● **Exercise**:
Reproduce every record below line for line, character for character, leaving out the pictures.
* * *
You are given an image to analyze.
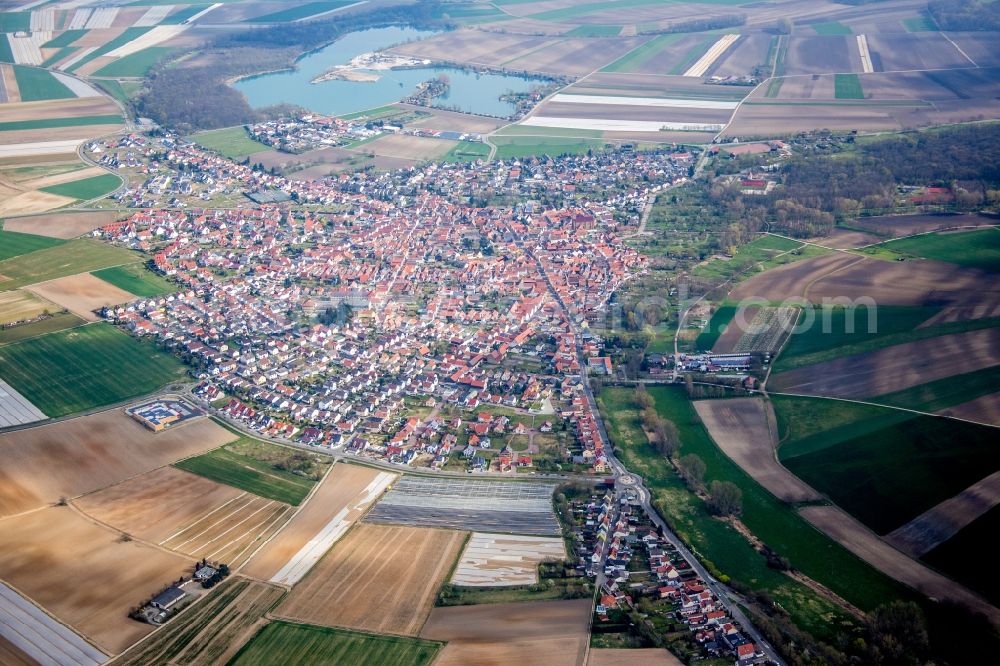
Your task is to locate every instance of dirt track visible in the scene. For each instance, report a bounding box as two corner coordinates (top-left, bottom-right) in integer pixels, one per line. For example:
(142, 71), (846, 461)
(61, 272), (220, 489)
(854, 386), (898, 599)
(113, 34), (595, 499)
(420, 599), (592, 666)
(768, 328), (1000, 398)
(886, 472), (1000, 557)
(692, 398), (821, 502)
(0, 409), (235, 516)
(274, 523), (465, 636)
(799, 506), (1000, 627)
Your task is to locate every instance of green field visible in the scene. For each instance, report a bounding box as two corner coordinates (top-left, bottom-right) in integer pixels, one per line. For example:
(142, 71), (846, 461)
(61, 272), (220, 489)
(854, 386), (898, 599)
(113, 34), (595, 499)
* * *
● **Answer to the problem**:
You are given an image to analyze.
Your task is to locate every instance of dirt track visible in the scene. For each instance, report a bounding box as two corner coordinates (top-left, bottom-right) in integer pixels, one per line. For example:
(142, 71), (846, 461)
(61, 272), (220, 489)
(854, 386), (898, 599)
(113, 34), (595, 499)
(420, 599), (592, 666)
(768, 328), (1000, 398)
(886, 472), (1000, 557)
(692, 398), (821, 502)
(0, 409), (235, 516)
(274, 523), (465, 636)
(799, 506), (1000, 627)
Your task is to locate every instance of green field visible in the scene. For each instance, report a bounding box as two corner coordinates (top-left, bottom-right) in integer pixels, one per line. For example:
(142, 71), (846, 461)
(61, 272), (220, 489)
(854, 386), (898, 599)
(113, 34), (595, 499)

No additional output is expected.